■ WRITTEN TASK ■
Copy the entries below word for word, starting at the line that contains "Mark each tree" and ending after the line that contains "[[0, 206, 124, 306], [271, 256, 351, 325]]". Include both of those lines and nothing else.

■ DATA TO USE ■

---

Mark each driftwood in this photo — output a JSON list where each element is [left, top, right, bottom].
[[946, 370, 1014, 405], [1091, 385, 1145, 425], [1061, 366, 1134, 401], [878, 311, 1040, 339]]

---

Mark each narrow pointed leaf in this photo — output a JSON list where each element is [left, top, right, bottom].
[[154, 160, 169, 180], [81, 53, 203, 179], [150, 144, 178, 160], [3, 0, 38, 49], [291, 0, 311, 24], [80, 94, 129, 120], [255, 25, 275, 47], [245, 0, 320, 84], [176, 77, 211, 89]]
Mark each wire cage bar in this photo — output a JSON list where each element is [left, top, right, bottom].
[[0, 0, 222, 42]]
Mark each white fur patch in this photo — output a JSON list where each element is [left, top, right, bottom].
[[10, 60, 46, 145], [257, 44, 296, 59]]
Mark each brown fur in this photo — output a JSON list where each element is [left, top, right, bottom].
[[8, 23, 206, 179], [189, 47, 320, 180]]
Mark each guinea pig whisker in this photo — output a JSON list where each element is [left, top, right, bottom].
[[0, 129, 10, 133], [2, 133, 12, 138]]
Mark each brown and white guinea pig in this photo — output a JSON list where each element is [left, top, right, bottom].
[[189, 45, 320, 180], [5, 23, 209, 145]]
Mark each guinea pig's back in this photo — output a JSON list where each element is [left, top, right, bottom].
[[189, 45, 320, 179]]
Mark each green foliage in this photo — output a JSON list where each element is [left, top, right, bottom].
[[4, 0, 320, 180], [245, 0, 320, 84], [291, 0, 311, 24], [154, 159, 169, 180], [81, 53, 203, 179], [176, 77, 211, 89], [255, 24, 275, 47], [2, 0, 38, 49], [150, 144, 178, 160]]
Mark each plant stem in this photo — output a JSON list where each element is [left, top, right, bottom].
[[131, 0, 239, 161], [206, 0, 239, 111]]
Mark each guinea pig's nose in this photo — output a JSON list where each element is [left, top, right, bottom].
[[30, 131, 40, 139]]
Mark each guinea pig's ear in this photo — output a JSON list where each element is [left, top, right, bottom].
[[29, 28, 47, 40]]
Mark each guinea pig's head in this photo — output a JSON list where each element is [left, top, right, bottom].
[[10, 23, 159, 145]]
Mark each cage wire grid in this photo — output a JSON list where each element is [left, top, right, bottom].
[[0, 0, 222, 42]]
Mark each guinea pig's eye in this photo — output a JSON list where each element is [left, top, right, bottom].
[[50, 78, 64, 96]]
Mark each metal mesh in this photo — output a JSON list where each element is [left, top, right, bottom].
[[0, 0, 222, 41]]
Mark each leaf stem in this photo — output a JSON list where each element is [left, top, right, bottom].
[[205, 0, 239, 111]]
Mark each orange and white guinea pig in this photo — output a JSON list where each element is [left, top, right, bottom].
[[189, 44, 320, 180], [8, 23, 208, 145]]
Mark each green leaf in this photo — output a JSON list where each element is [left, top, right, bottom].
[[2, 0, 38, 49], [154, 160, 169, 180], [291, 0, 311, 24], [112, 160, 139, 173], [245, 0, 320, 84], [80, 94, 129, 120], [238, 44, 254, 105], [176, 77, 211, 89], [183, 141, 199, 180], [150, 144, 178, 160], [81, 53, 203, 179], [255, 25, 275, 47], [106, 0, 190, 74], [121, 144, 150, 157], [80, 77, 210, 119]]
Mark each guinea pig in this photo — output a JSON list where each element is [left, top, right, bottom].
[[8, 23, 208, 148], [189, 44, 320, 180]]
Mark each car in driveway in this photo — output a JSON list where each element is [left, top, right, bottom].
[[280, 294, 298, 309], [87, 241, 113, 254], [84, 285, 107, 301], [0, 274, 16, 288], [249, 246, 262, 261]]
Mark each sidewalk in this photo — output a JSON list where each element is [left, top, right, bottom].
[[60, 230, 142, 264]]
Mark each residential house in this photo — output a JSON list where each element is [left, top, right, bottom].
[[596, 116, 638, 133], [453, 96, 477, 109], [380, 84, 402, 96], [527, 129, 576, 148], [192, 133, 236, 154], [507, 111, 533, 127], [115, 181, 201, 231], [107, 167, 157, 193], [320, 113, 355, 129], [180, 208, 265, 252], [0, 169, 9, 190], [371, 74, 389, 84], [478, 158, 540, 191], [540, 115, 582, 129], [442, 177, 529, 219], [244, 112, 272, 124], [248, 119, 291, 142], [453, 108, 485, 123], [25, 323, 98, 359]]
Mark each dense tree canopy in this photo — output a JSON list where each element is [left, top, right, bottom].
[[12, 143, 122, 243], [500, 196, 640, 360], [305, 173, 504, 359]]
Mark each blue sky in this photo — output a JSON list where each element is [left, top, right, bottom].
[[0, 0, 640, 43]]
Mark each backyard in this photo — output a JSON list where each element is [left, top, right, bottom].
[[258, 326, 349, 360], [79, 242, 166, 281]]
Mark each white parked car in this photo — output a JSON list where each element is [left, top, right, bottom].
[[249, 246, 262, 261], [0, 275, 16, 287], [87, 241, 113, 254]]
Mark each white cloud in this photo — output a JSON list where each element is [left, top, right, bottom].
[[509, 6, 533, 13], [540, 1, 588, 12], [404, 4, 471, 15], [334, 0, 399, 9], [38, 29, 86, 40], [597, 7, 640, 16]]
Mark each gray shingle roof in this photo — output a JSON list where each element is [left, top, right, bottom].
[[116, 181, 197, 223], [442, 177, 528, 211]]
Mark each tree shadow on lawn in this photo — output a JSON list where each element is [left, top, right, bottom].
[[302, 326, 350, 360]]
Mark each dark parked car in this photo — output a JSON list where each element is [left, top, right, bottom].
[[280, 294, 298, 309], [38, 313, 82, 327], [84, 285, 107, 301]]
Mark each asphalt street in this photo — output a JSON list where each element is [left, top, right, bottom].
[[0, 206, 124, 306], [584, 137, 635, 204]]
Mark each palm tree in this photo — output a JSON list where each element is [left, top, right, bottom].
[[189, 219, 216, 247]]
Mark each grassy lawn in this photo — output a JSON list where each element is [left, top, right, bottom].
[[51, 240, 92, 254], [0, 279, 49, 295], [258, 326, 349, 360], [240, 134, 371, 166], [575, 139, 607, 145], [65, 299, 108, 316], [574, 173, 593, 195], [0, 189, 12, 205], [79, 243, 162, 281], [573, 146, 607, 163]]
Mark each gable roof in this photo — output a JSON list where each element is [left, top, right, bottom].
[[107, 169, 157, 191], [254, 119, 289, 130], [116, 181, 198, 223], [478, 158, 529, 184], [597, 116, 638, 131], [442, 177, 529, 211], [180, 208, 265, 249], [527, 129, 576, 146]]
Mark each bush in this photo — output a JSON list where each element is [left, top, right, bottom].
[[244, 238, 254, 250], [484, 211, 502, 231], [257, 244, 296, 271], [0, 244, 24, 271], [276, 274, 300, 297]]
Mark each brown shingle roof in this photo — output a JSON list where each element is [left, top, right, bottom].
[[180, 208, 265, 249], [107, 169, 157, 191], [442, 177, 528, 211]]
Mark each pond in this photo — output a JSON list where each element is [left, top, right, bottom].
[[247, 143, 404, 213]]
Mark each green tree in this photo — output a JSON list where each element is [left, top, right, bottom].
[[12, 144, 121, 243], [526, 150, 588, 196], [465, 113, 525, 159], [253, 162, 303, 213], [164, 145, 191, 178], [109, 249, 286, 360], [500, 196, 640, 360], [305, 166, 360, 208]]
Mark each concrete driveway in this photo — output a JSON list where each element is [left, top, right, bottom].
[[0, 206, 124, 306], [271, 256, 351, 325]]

---

■ CORRECT OUTPUT ■
Mark each tree shadow on lawn in this photo — output a JSON list where each element is [left, top, right, bottom].
[[302, 326, 350, 360]]
Mark each dark parked car in this photo — output a JSON list where each element is [left, top, right, bottom].
[[280, 294, 298, 309], [38, 313, 82, 327], [84, 285, 107, 301]]
Mark each asphalt street in this photo — output a JSON list where each element is [left, top, right, bottom].
[[0, 206, 124, 306], [584, 137, 635, 204]]
Mark each palm tree in this photo — output a JSON list where each element is [left, top, right, bottom].
[[189, 219, 216, 247]]
Mark each grassy lawn in this photo — output a JSON list where each element is [left, top, right, bottom].
[[51, 240, 92, 254], [0, 279, 49, 295], [258, 326, 349, 360], [240, 134, 371, 166], [575, 139, 607, 145], [65, 299, 108, 316], [574, 173, 593, 195], [0, 189, 12, 205], [79, 243, 162, 281], [573, 146, 607, 163]]
Mark each gable roof in this photo — output a JSON list where each element is [left, top, right, bottom].
[[107, 169, 157, 191], [254, 119, 289, 130], [116, 181, 198, 223], [478, 158, 529, 184], [597, 116, 638, 131], [442, 177, 529, 211], [180, 208, 265, 249], [527, 129, 576, 146]]
Mark each bush in this photo — output a JSON list where each element is [left, top, right, bottom].
[[244, 238, 254, 250], [484, 211, 502, 231], [257, 244, 296, 271], [0, 244, 24, 271], [276, 274, 300, 297]]
Mark each brown shingle roof in this photo — output a JSON list where each element is [left, top, right, bottom].
[[180, 208, 265, 249], [107, 169, 157, 191], [442, 177, 528, 211]]
Mark each pond in this photo — output a JSON list where each element is [left, top, right, bottom].
[[247, 143, 404, 213]]
Mark each green tree in this photo — output a JSON list where each element is [left, top, right, bottom].
[[12, 144, 121, 243], [526, 150, 588, 196], [465, 113, 525, 159], [253, 162, 303, 213], [164, 145, 191, 178], [109, 249, 286, 360], [500, 196, 640, 360], [305, 166, 360, 208]]
Mark each concrete driveway in this photo — output a JSON list where each element is [left, top, right, bottom].
[[0, 206, 124, 306], [271, 256, 351, 325]]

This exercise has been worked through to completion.